• **DO THIS**: Transcribe the passage of the forum thread on bending plywood, starting at "## Steve Neul" and ending at "(Jul 5, 2007)".

• **TEXT SEGMENT**:
★ ★ ★ ★ ★
# Bending plywood



## mrdupfx (Oct 25, 2011)

Hi. Does anyone know how someone might create this look at home? Would you glue together 1/8" plywood or use kerf cutting. The seller of this claims its 3/4" plywood, but I can't imagine how you can this much of a dramatic curve.


----------



## Duck69 (Jan 27, 2011)

Very interesting piece.


----------



## firemedic (Dec 26, 2010)

It's not to tough to manage, it can be achieved easily with two or more pieces of ply kerfed an placed back to back in a form with epoxy between the two. 

The sides on this piece are kerf bent...


----------



## SeanStuart (Nov 27, 2011)

Want to see what others have to say, so. posted to find again. BTW, how thick is the ply you used firemedic? Thanks


----------



## Steve Neul (Sep 2, 2011)

If I were going to make that piece I would use bendable plywood or sometimes called bender board. You can get it in 3/8" sheets and it is as bendable as rubber. If you build a form and laminate two of these sheets together to make 3/4" it becomes pretty rigid and then it can be covered with finished veneer or formica. This is what I used to make the curved center of this display case which also had curved drawer fronts.


----------



## cabinetman (Jul 5, 2007)

Depending on the project kerfing ¾" plywood may have an advantage over laminating thinner substrates. For that bookshelf, it's likely that it is ¾" ply. Some distributors call it "bending ply", or "wiggle wood".

This Mahogany bar utilized several forms of curving substrates and solid wood.
.







.







.
















 







.


----------
★ ★ ★ ★ ★
(Data listing)
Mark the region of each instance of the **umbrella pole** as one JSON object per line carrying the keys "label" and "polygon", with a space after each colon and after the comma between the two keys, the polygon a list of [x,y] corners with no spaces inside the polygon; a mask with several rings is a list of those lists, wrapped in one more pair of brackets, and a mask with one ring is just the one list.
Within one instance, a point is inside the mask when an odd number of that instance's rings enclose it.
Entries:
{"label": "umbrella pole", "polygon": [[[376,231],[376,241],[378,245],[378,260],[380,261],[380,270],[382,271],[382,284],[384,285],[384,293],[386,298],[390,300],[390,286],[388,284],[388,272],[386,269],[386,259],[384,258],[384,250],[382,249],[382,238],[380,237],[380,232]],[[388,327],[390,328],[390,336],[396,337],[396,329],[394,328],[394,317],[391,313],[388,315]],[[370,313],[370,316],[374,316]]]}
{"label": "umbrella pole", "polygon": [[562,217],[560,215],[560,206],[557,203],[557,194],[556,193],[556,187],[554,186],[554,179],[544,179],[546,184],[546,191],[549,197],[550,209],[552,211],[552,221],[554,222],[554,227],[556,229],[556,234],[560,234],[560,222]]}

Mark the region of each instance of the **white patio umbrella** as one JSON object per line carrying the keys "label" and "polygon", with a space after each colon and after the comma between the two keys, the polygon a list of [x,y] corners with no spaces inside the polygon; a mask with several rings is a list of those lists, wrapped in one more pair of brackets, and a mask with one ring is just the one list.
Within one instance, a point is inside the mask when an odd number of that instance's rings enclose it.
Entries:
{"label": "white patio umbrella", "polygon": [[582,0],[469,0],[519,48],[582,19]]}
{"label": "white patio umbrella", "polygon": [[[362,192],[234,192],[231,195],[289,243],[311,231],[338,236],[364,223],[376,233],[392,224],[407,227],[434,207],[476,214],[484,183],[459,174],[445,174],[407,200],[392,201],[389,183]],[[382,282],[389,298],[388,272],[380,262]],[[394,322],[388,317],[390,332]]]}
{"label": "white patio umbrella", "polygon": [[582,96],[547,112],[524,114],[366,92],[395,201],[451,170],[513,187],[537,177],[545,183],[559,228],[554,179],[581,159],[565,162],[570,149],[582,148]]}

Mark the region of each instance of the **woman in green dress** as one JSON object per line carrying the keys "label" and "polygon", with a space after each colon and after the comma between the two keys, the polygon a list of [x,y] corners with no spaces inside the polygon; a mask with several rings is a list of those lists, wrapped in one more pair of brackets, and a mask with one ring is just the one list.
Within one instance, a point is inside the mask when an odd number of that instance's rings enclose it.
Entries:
★ ★ ★ ★ ★
• **TASK SOLUTION**:
## Steve Neul (Sep 2, 2011)

If I were going to make that piece I would use bendable plywood or sometimes called bender board. You can get it in 3/8" sheets and it is as bendable as rubber. If you build a form and laminate two of these sheets together to make 3/4" it becomes pretty rigid and then it can be covered with finished veneer or formica. This is what I used to make the curved center of this display case which also had curved drawer fronts.


----------



## cabinetman (Jul 5, 2007)